**EXERCISE INPUT**
►
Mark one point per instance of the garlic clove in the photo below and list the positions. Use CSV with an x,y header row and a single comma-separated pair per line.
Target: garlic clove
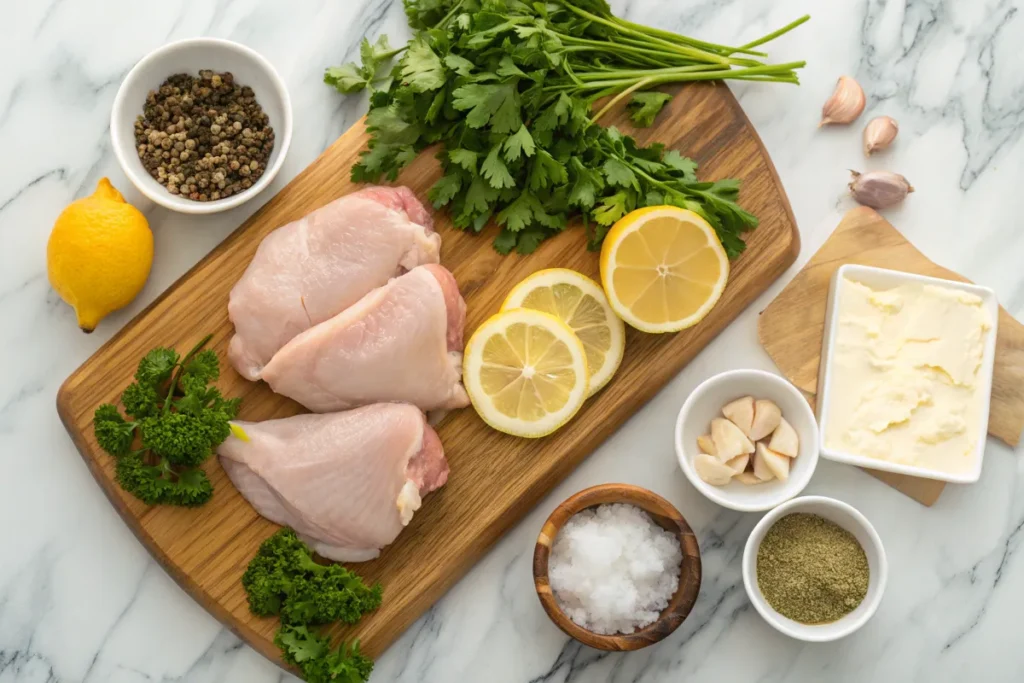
x,y
784,440
766,418
879,133
738,464
712,470
706,444
846,102
880,189
761,469
740,412
777,464
747,478
729,440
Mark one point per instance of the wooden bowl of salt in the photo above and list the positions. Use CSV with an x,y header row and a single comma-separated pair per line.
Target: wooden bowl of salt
x,y
662,513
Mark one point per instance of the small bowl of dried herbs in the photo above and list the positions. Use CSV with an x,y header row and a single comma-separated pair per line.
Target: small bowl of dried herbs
x,y
202,125
815,568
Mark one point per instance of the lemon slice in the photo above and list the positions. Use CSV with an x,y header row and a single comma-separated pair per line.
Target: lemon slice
x,y
580,302
525,372
663,268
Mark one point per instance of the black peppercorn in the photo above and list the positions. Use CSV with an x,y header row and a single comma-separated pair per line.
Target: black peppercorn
◄
**PROBLEM TO SOLVE**
Give the entries above again, exactly as written and free of images.

**TASK RESPONSE**
Mark one point per instance of the garlic clove in the photo below and list the positions. Use CSV with an x,y header row and a single comma-separated pair per line.
Target: garlic clove
x,y
784,440
766,418
879,133
738,464
712,470
706,444
846,102
880,189
761,469
740,412
777,464
747,478
729,440
Mark one point per instance of the wooden bowl of salt in the photo above and list the positions. Use CSV with an x,y header row and a single comma-separated pair per line.
Target: wooden bowl of salt
x,y
662,513
Mark one point per instance of the small bowl of dried herbs in the photo above and list the positions. Use CSV with an x,y header row and a single comma-separated pair per line.
Target: small bowl of dried herbs
x,y
202,125
815,568
Mark one point per instance of the lemon slice in the photo above and list the positions. Use CSV with an x,y header row and a single comma-separated pair per line.
Target: lemon slice
x,y
580,302
525,372
663,268
Mark one point per instance of the black peppercorn in the photo above and list the positions. Use CSV with an x,y header row and a single comma-separated pair per line.
Target: black peppercorn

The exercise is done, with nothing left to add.